:: Exercise details ::
Your answer should be the lines from the one containing "Need: mark the innermost point of each instance of the patterned" through the final line below, copied exactly.

========================

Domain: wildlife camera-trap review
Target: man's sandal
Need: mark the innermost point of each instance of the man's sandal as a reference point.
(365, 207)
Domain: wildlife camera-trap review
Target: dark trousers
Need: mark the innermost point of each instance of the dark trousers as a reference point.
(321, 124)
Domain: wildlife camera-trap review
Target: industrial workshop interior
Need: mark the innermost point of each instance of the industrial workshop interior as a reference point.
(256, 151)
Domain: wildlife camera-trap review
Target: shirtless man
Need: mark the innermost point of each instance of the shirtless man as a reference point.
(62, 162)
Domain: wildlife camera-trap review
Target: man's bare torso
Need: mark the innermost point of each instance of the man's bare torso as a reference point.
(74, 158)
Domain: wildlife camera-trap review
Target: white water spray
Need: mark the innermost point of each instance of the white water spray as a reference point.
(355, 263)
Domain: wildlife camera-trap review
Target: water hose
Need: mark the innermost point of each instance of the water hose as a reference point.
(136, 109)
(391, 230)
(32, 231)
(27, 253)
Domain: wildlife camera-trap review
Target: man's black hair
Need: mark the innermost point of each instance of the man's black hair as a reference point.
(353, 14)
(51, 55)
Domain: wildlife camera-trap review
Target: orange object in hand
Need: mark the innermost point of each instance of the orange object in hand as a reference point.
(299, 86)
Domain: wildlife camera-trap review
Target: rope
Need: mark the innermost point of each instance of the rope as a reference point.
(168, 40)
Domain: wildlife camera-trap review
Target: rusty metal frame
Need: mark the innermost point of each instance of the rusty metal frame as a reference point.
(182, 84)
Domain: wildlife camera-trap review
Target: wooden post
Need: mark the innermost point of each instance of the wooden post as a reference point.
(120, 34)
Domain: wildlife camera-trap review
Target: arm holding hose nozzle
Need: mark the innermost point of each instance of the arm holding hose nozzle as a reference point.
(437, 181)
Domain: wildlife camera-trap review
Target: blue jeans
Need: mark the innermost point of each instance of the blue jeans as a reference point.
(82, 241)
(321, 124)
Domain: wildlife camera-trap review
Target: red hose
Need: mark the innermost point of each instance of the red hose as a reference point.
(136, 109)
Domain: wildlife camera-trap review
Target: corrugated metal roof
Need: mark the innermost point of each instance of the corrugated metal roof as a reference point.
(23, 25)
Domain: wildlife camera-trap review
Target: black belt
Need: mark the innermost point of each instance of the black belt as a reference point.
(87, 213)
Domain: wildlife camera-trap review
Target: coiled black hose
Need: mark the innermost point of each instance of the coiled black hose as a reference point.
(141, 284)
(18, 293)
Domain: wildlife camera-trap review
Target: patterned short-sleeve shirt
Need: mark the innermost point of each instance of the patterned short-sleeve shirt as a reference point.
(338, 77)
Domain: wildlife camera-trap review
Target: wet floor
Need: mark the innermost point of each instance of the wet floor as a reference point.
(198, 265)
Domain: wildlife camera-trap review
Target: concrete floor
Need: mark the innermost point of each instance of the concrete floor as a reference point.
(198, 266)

========================

:: Your solution ::
Need: mark the innermost point of each instance of the patterned short-sleeve shirt as a reference point.
(338, 77)
Domain: wildlife camera-trap review
Target: wet floor
Need: mark the innermost point of each instance of the wet floor as a reference point.
(198, 265)
Domain: wildlife camera-trap review
Target: concrete floor
Need: mark the innermost point of each instance of the concrete floor as a reference point.
(198, 266)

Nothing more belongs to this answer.